▶ **WORK TO COMPLETE**
Reproduce the records below in full and without edits, omitting images.

▶ **Coordinate labeling data**
=======

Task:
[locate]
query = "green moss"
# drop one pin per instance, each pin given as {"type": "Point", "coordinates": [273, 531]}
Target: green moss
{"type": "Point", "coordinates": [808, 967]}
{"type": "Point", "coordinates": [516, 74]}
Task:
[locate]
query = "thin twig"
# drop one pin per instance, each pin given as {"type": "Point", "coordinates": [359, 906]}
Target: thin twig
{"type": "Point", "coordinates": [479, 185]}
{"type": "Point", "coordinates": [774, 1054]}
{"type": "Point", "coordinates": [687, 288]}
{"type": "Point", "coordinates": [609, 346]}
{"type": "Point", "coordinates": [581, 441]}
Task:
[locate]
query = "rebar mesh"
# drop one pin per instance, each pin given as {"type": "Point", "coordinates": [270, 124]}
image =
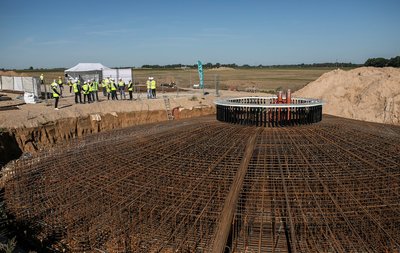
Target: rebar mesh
{"type": "Point", "coordinates": [333, 186]}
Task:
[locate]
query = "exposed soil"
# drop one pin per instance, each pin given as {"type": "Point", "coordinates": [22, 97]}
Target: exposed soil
{"type": "Point", "coordinates": [27, 128]}
{"type": "Point", "coordinates": [367, 93]}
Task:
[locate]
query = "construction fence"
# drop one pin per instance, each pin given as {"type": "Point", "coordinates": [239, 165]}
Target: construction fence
{"type": "Point", "coordinates": [21, 84]}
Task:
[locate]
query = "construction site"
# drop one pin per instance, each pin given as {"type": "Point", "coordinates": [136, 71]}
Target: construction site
{"type": "Point", "coordinates": [257, 174]}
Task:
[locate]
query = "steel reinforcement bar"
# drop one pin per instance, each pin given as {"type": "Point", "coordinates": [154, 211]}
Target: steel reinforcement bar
{"type": "Point", "coordinates": [327, 187]}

=======

▶ **FULL RESPONSE**
Task:
[locate]
query = "green moss"
# drop one pin per instance, each pin given as {"type": "Point", "coordinates": [273, 531]}
Target: green moss
{"type": "Point", "coordinates": [808, 967]}
{"type": "Point", "coordinates": [516, 74]}
Task:
[locate]
query = "thin twig"
# drop one pin per instance, each pin given as {"type": "Point", "coordinates": [359, 906]}
Target: thin twig
{"type": "Point", "coordinates": [479, 185]}
{"type": "Point", "coordinates": [774, 1054]}
{"type": "Point", "coordinates": [687, 288]}
{"type": "Point", "coordinates": [609, 346]}
{"type": "Point", "coordinates": [581, 441]}
Task:
[locate]
query = "rebar mesh"
# drop one pin per instance, each pin given as {"type": "Point", "coordinates": [270, 124]}
image =
Target: rebar mesh
{"type": "Point", "coordinates": [333, 186]}
Task:
[locate]
query = "exposed soil"
# drop one pin per instance, each pin given as {"type": "Point", "coordinates": [22, 97]}
Target: exposed soil
{"type": "Point", "coordinates": [27, 128]}
{"type": "Point", "coordinates": [367, 93]}
Task:
[locate]
query = "construction fence"
# drop one pin per instance, each pin given as {"type": "Point", "coordinates": [239, 165]}
Target: construction fence
{"type": "Point", "coordinates": [21, 84]}
Task:
[locate]
query = "construction site"
# drop one pin per instance, each pin given as {"type": "Point", "coordinates": [136, 71]}
Target: construction site
{"type": "Point", "coordinates": [257, 174]}
Task:
[locate]
query = "steel reinforcement bar"
# drop one pin per instance, each pin given as {"type": "Point", "coordinates": [154, 211]}
Target: steel reinforcement bar
{"type": "Point", "coordinates": [327, 187]}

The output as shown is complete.